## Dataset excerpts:
+ + + + +

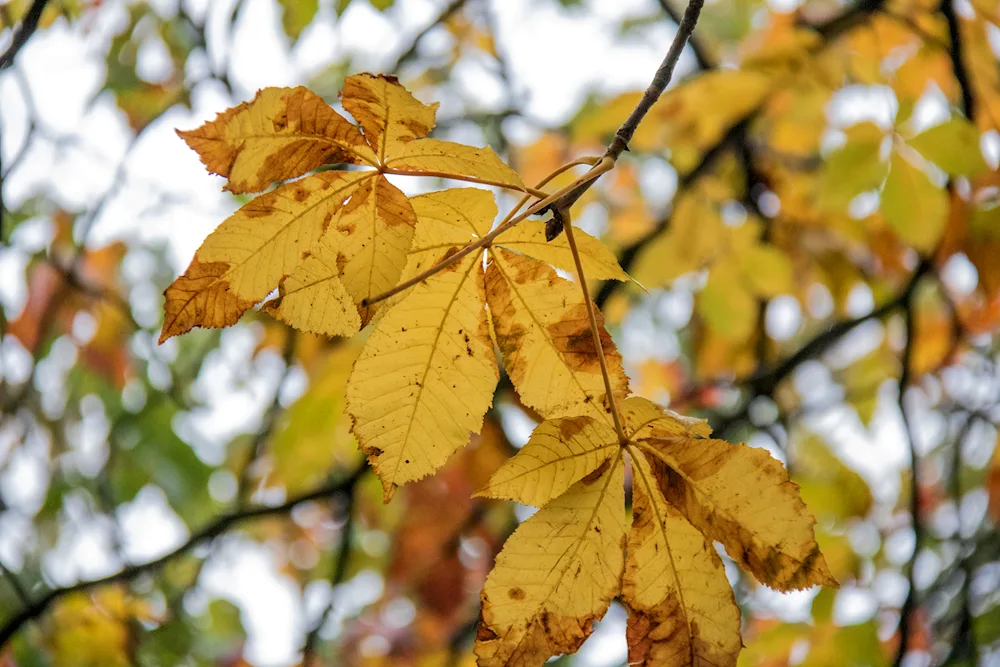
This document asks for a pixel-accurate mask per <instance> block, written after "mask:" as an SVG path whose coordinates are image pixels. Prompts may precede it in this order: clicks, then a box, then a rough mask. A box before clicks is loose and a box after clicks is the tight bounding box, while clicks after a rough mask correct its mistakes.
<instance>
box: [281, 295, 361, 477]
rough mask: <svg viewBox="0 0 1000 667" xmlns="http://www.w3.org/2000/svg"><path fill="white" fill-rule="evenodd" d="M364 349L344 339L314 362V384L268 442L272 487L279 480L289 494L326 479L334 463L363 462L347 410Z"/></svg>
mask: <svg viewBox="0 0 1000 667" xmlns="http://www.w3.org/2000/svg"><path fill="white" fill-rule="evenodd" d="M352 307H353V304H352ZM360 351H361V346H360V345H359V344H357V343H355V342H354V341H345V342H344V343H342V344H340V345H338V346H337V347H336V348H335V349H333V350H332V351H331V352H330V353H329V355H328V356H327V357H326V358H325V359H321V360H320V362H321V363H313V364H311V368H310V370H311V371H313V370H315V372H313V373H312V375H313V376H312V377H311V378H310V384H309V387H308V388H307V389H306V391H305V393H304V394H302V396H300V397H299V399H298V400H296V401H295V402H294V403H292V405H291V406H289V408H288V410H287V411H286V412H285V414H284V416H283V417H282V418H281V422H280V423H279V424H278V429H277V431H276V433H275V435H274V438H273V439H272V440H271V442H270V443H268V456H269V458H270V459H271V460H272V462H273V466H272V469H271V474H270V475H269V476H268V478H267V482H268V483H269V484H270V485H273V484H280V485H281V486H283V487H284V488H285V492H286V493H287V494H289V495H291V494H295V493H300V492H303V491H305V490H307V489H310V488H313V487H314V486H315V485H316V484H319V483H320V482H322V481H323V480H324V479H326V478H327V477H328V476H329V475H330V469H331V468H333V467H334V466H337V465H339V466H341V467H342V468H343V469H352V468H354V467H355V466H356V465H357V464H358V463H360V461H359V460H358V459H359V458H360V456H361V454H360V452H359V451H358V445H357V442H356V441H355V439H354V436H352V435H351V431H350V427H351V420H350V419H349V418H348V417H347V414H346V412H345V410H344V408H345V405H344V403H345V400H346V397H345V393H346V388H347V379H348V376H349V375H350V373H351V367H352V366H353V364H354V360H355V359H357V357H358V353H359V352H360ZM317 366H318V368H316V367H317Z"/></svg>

+ + + + +

## Work instructions:
If a picture appears among the records, leave it out, and otherwise reproduce exactly every line from the first line through the one with "box: [281, 295, 361, 477]", both included.

## Solved exercise:
This document asks for a pixel-accurate mask per <instance> block, written after "mask:" as an SVG path whose coordinates are image pixels. Prompts may precede it in this order: clicks, then a box, then a rough mask. A box before clicks is loose and a box after clicks is the tight bounding box, while clicks after a rough mask correct its mistakes.
<instance>
box: [281, 295, 361, 477]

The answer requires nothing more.